— Data section —
[Begin]
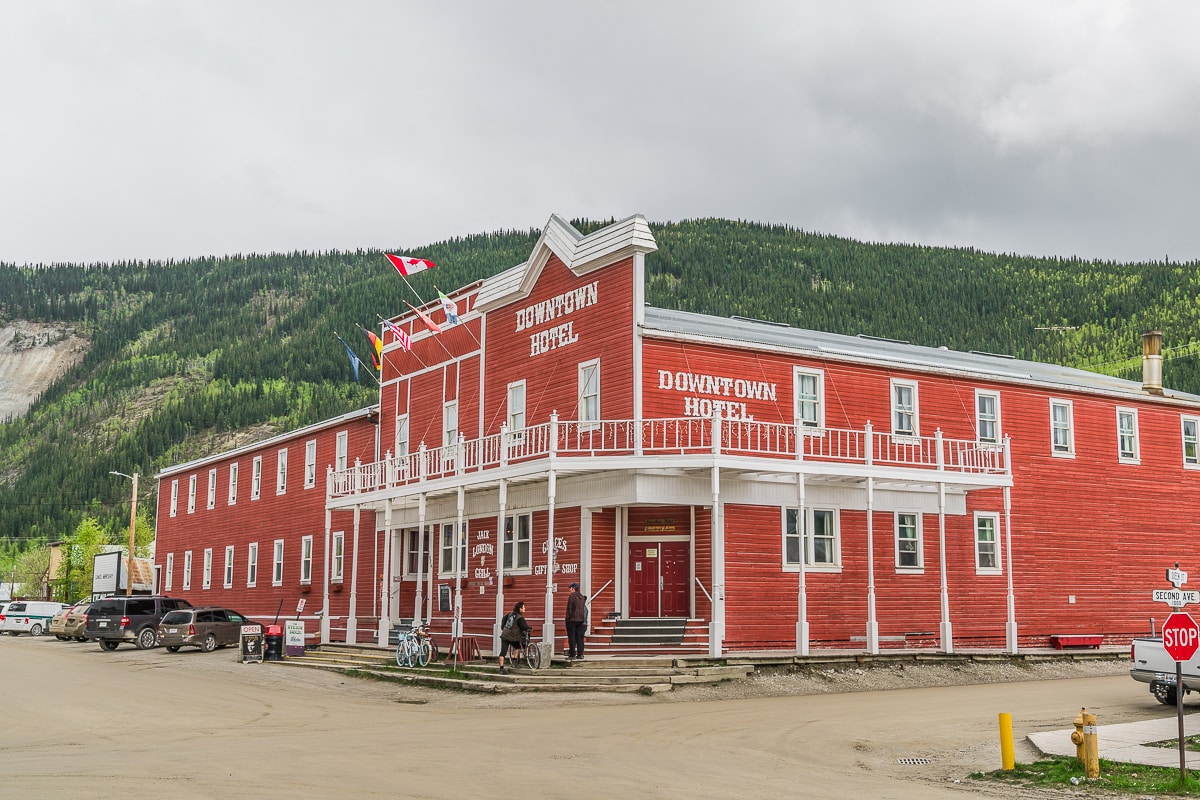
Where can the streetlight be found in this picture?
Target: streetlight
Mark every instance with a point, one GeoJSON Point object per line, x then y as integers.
{"type": "Point", "coordinates": [133, 519]}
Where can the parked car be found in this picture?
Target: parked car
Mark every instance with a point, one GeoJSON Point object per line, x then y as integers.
{"type": "Point", "coordinates": [69, 623]}
{"type": "Point", "coordinates": [129, 618]}
{"type": "Point", "coordinates": [30, 617]}
{"type": "Point", "coordinates": [208, 629]}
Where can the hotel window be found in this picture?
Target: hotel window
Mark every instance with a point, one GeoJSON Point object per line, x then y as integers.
{"type": "Point", "coordinates": [519, 542]}
{"type": "Point", "coordinates": [819, 540]}
{"type": "Point", "coordinates": [343, 446]}
{"type": "Point", "coordinates": [1128, 451]}
{"type": "Point", "coordinates": [1062, 434]}
{"type": "Point", "coordinates": [809, 403]}
{"type": "Point", "coordinates": [1191, 441]}
{"type": "Point", "coordinates": [987, 545]}
{"type": "Point", "coordinates": [281, 473]}
{"type": "Point", "coordinates": [310, 464]}
{"type": "Point", "coordinates": [339, 557]}
{"type": "Point", "coordinates": [909, 549]}
{"type": "Point", "coordinates": [988, 416]}
{"type": "Point", "coordinates": [252, 565]}
{"type": "Point", "coordinates": [256, 477]}
{"type": "Point", "coordinates": [589, 391]}
{"type": "Point", "coordinates": [306, 559]}
{"type": "Point", "coordinates": [448, 540]}
{"type": "Point", "coordinates": [904, 408]}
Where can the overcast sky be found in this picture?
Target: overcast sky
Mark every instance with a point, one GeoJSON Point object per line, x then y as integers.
{"type": "Point", "coordinates": [168, 128]}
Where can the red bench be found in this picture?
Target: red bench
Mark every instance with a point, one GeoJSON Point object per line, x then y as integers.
{"type": "Point", "coordinates": [1061, 641]}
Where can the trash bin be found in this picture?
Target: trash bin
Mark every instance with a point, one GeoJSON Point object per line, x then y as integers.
{"type": "Point", "coordinates": [274, 649]}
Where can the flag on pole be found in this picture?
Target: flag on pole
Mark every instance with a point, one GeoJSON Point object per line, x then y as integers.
{"type": "Point", "coordinates": [354, 358]}
{"type": "Point", "coordinates": [407, 265]}
{"type": "Point", "coordinates": [450, 307]}
{"type": "Point", "coordinates": [376, 347]}
{"type": "Point", "coordinates": [429, 323]}
{"type": "Point", "coordinates": [399, 332]}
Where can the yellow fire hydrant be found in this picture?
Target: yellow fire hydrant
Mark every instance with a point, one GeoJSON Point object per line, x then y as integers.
{"type": "Point", "coordinates": [1087, 746]}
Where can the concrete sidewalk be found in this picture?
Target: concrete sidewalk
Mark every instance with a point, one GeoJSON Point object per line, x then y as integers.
{"type": "Point", "coordinates": [1128, 741]}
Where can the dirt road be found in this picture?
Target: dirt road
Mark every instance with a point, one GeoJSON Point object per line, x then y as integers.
{"type": "Point", "coordinates": [81, 722]}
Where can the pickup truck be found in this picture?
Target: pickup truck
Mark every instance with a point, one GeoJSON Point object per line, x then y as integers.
{"type": "Point", "coordinates": [1153, 666]}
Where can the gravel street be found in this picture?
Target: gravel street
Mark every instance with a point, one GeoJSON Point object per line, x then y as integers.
{"type": "Point", "coordinates": [82, 722]}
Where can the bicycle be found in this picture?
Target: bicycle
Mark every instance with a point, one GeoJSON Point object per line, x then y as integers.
{"type": "Point", "coordinates": [412, 650]}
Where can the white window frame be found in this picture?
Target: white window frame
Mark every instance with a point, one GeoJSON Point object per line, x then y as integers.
{"type": "Point", "coordinates": [900, 411]}
{"type": "Point", "coordinates": [277, 563]}
{"type": "Point", "coordinates": [808, 409]}
{"type": "Point", "coordinates": [589, 395]}
{"type": "Point", "coordinates": [256, 477]}
{"type": "Point", "coordinates": [918, 540]}
{"type": "Point", "coordinates": [1062, 431]}
{"type": "Point", "coordinates": [341, 452]}
{"type": "Point", "coordinates": [982, 545]}
{"type": "Point", "coordinates": [252, 565]}
{"type": "Point", "coordinates": [233, 483]}
{"type": "Point", "coordinates": [445, 549]}
{"type": "Point", "coordinates": [310, 464]}
{"type": "Point", "coordinates": [982, 419]}
{"type": "Point", "coordinates": [1191, 440]}
{"type": "Point", "coordinates": [517, 537]}
{"type": "Point", "coordinates": [1128, 439]}
{"type": "Point", "coordinates": [337, 557]}
{"type": "Point", "coordinates": [306, 560]}
{"type": "Point", "coordinates": [281, 471]}
{"type": "Point", "coordinates": [797, 537]}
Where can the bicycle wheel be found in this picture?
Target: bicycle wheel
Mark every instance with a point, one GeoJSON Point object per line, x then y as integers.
{"type": "Point", "coordinates": [423, 653]}
{"type": "Point", "coordinates": [533, 655]}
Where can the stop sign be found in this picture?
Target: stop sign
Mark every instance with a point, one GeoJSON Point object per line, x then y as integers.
{"type": "Point", "coordinates": [1181, 636]}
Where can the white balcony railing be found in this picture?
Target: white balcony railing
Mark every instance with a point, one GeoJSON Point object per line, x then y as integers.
{"type": "Point", "coordinates": [569, 439]}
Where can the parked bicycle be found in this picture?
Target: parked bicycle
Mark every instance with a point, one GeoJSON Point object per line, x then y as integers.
{"type": "Point", "coordinates": [412, 650]}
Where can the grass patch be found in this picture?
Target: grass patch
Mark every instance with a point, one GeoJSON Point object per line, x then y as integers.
{"type": "Point", "coordinates": [1115, 776]}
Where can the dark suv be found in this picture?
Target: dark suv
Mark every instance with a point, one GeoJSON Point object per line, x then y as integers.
{"type": "Point", "coordinates": [129, 618]}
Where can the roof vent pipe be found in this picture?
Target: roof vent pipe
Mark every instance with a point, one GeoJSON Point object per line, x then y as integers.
{"type": "Point", "coordinates": [1152, 362]}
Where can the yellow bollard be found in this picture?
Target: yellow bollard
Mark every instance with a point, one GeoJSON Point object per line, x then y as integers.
{"type": "Point", "coordinates": [1007, 761]}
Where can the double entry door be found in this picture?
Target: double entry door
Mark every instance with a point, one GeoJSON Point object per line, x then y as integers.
{"type": "Point", "coordinates": [659, 573]}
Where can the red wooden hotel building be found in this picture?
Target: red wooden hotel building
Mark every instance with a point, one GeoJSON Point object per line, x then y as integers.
{"type": "Point", "coordinates": [747, 485]}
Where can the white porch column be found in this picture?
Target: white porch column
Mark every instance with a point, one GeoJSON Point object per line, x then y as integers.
{"type": "Point", "coordinates": [352, 621]}
{"type": "Point", "coordinates": [385, 578]}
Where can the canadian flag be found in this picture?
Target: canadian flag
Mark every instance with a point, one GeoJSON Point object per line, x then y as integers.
{"type": "Point", "coordinates": [408, 265]}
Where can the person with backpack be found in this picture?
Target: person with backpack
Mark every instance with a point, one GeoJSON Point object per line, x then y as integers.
{"type": "Point", "coordinates": [513, 631]}
{"type": "Point", "coordinates": [576, 620]}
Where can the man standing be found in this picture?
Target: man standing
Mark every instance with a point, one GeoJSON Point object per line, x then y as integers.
{"type": "Point", "coordinates": [576, 620]}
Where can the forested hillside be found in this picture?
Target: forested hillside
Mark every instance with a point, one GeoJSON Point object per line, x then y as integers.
{"type": "Point", "coordinates": [185, 355]}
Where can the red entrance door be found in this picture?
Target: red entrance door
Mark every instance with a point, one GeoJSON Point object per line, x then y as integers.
{"type": "Point", "coordinates": [658, 578]}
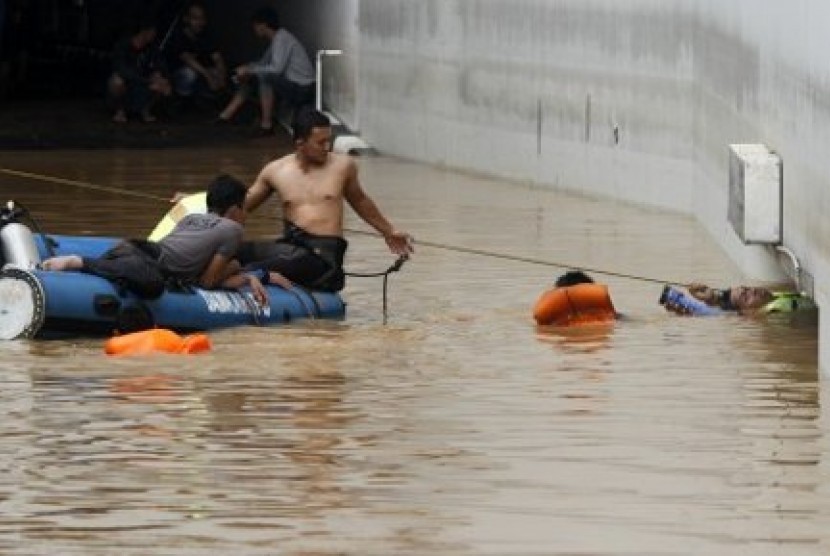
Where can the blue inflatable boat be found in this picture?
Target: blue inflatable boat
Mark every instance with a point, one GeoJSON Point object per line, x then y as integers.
{"type": "Point", "coordinates": [38, 303]}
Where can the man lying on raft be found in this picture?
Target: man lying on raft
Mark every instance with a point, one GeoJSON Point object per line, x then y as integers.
{"type": "Point", "coordinates": [575, 299]}
{"type": "Point", "coordinates": [744, 300]}
{"type": "Point", "coordinates": [200, 250]}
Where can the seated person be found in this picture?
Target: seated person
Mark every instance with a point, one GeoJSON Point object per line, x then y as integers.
{"type": "Point", "coordinates": [193, 59]}
{"type": "Point", "coordinates": [284, 69]}
{"type": "Point", "coordinates": [745, 300]}
{"type": "Point", "coordinates": [200, 249]}
{"type": "Point", "coordinates": [575, 299]}
{"type": "Point", "coordinates": [136, 82]}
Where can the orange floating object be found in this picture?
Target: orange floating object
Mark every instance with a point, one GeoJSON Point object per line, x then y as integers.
{"type": "Point", "coordinates": [156, 340]}
{"type": "Point", "coordinates": [579, 304]}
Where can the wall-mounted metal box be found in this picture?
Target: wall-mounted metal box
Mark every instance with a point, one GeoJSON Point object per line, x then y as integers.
{"type": "Point", "coordinates": [755, 193]}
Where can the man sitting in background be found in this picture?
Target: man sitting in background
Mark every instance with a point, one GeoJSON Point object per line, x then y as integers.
{"type": "Point", "coordinates": [195, 63]}
{"type": "Point", "coordinates": [284, 70]}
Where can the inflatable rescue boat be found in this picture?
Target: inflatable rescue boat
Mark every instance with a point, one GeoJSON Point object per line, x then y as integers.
{"type": "Point", "coordinates": [39, 303]}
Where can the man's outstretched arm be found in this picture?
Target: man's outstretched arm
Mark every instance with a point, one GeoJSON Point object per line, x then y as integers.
[End]
— The request —
Print only the lines from the one with "Where can the wall-mounted" to the end of the records, both included.

— Solution —
Where can the wall-mounted metal box be found in this picture?
Target: wall-mounted metal box
Mark every instance with a point, one GeoJSON Point object per line, x then y as integers.
{"type": "Point", "coordinates": [755, 193]}
Where can the man sitting in background be found in this picture?
Target: man sitting in background
Mark every instance with a point, one GeoJSON Point object per line, x then y as integers.
{"type": "Point", "coordinates": [195, 63]}
{"type": "Point", "coordinates": [284, 70]}
Where can the inflatable rescue boat be found in this picture?
Target: inflatable rescue boat
Mark every instance with a point, one GeoJSON Point object per line, x then y as integers.
{"type": "Point", "coordinates": [39, 303]}
Where can the man's outstretched arm be found in this picture?
Target: man's outstretched arm
Mark every instance with a point, one GeoJSON Point object per line, x then y as integers.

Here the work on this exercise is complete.